(Lines for pointing at named things)

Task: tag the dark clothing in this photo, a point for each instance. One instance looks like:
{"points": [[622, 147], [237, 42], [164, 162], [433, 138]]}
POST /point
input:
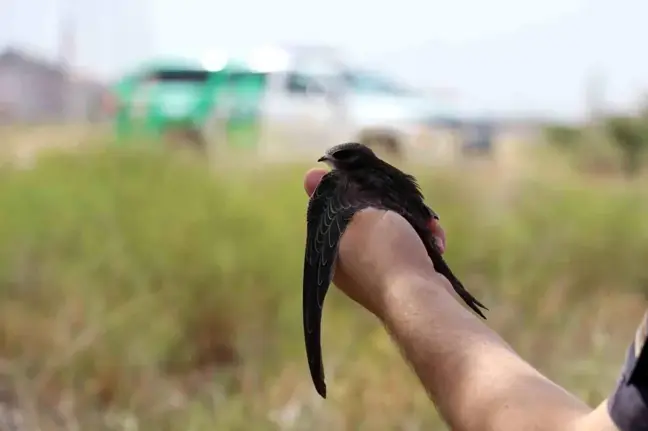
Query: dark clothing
{"points": [[628, 405]]}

WHAT THE TASK REQUIRES:
Copy the lines above, swapping "dark clothing" for "black clothing" wherever it appears and changing nothing else. Leave the picture out of your copy.

CORRECT RESULT:
Task: tag the black clothing in this photo, a point for each instance. One instance looks like:
{"points": [[622, 147], [237, 42], [164, 162], [433, 138]]}
POST /point
input:
Query: black clothing
{"points": [[628, 405]]}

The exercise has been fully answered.